- _MATERIAL FOR THIS TASK_:
----
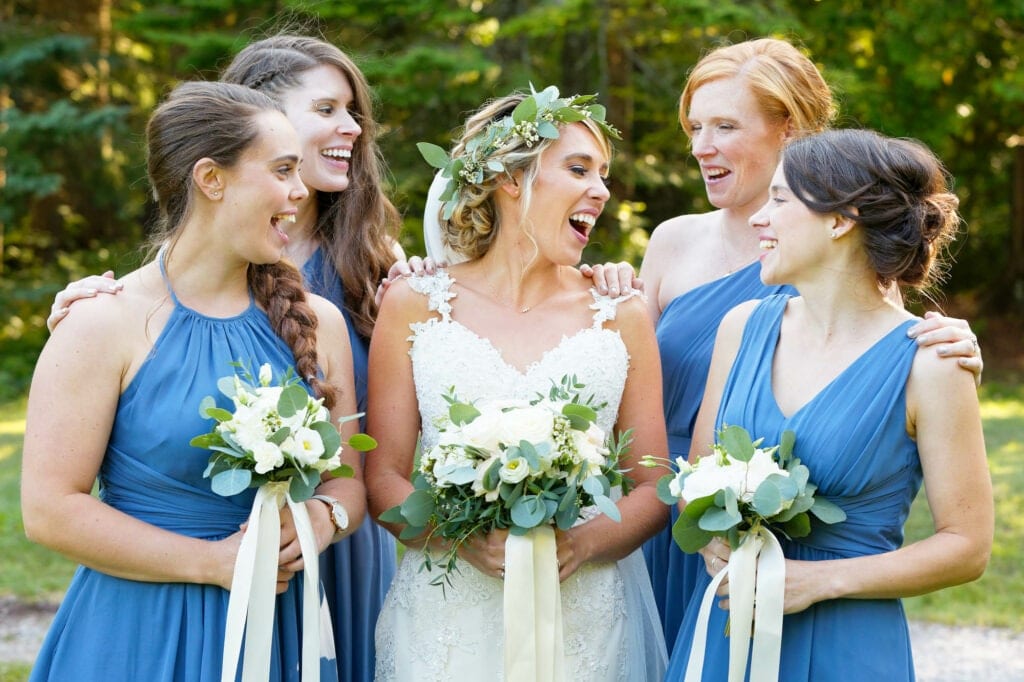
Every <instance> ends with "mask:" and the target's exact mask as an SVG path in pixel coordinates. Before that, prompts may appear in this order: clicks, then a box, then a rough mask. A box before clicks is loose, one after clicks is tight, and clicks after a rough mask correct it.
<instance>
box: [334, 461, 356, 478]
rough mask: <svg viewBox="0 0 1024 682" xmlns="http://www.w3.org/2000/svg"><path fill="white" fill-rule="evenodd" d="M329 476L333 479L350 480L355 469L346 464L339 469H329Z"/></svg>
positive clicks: (353, 473) (337, 468) (338, 468)
mask: <svg viewBox="0 0 1024 682" xmlns="http://www.w3.org/2000/svg"><path fill="white" fill-rule="evenodd" d="M331 475H332V476H334V477H335V478H351V477H352V476H354V475H355V469H353V468H352V467H351V466H349V465H348V464H342V465H341V466H339V467H336V468H334V469H331Z"/></svg>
----
- _WHAT IS NEEDED_:
In the copy, include all records verbatim but no images.

- _EXERCISE SOLUTION_:
Every <instance> ends with "mask:" and the target's exact mask as an SVG path in pixel coordinates. Before that, prompts may appear in this order: clicks, then a box, then a rough mask. A box before clicks is loose, one after clicks is tight, and clicks after a rough mask correct it.
<instance>
box: [334, 461, 356, 478]
rough mask: <svg viewBox="0 0 1024 682" xmlns="http://www.w3.org/2000/svg"><path fill="white" fill-rule="evenodd" d="M329 476L333 479L350 480L355 469L346 464L339 469H329Z"/></svg>
positive clicks: (353, 473) (337, 468) (338, 468)
mask: <svg viewBox="0 0 1024 682" xmlns="http://www.w3.org/2000/svg"><path fill="white" fill-rule="evenodd" d="M331 475H332V476H334V477H335V478H351V477H352V476H354V475H355V469H353V468H352V467H351V466H349V465H348V464H342V465H341V466H339V467H336V468H334V469H331Z"/></svg>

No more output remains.